[A run of records]
==========

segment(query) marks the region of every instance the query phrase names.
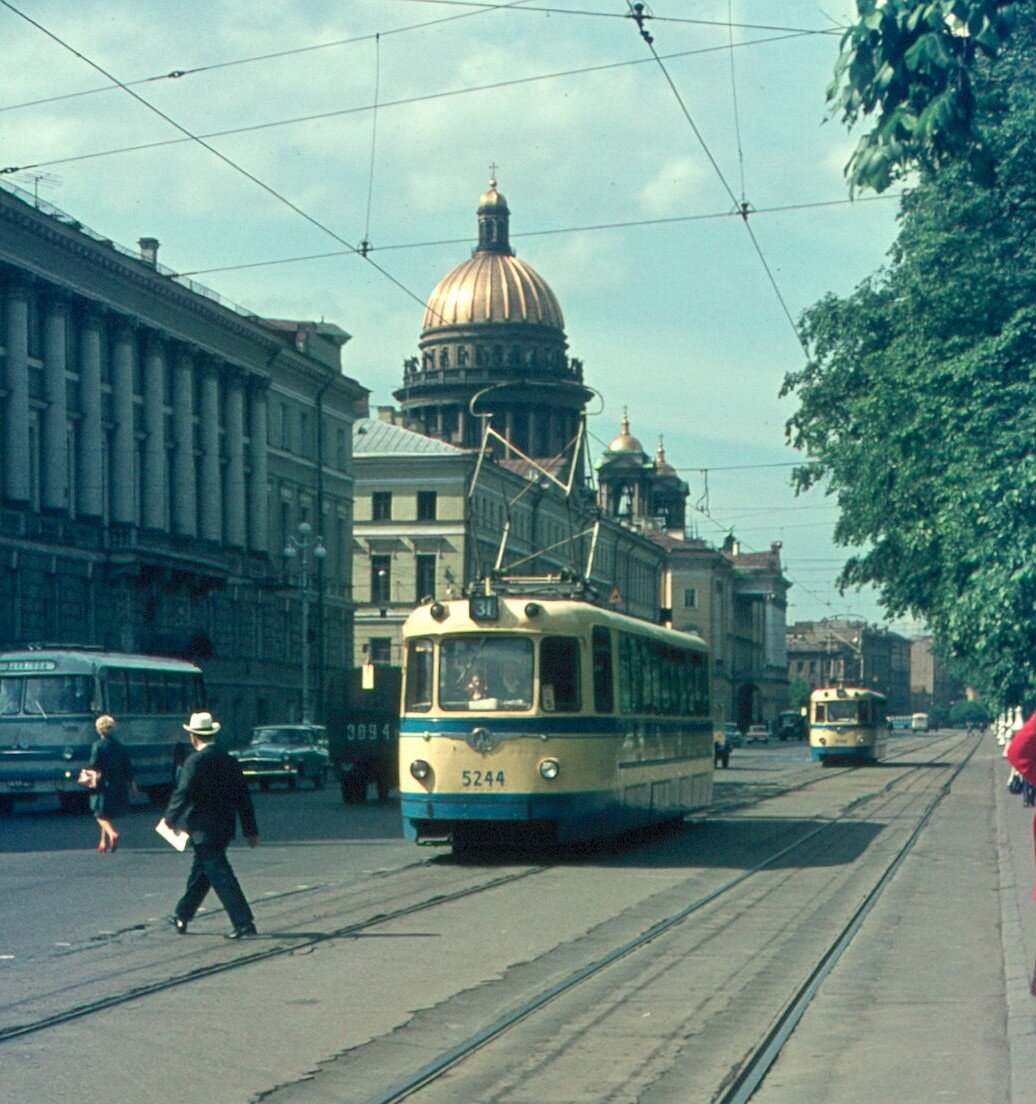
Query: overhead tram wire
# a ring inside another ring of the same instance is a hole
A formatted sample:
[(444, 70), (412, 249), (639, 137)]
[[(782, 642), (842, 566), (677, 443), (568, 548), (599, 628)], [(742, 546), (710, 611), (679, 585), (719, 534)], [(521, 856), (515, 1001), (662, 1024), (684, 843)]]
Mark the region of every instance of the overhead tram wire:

==========

■ DIRECTIONS ■
An exact transcription of all the entries is required, without the pictures.

■ RESULT ■
segment(query) marks the region of every instance the query phrase names.
Query: overhead tram wire
# a ring inside another ring of the same instance is a hole
A formatted sample:
[(444, 70), (412, 249), (639, 137)]
[[(782, 642), (842, 566), (677, 443), (568, 548), (599, 628)], [(742, 546), (710, 611), (679, 585), (719, 534)], [(521, 856), (515, 1001), (662, 1024), (684, 843)]]
Mark the region of every instance of the overhead tram wire:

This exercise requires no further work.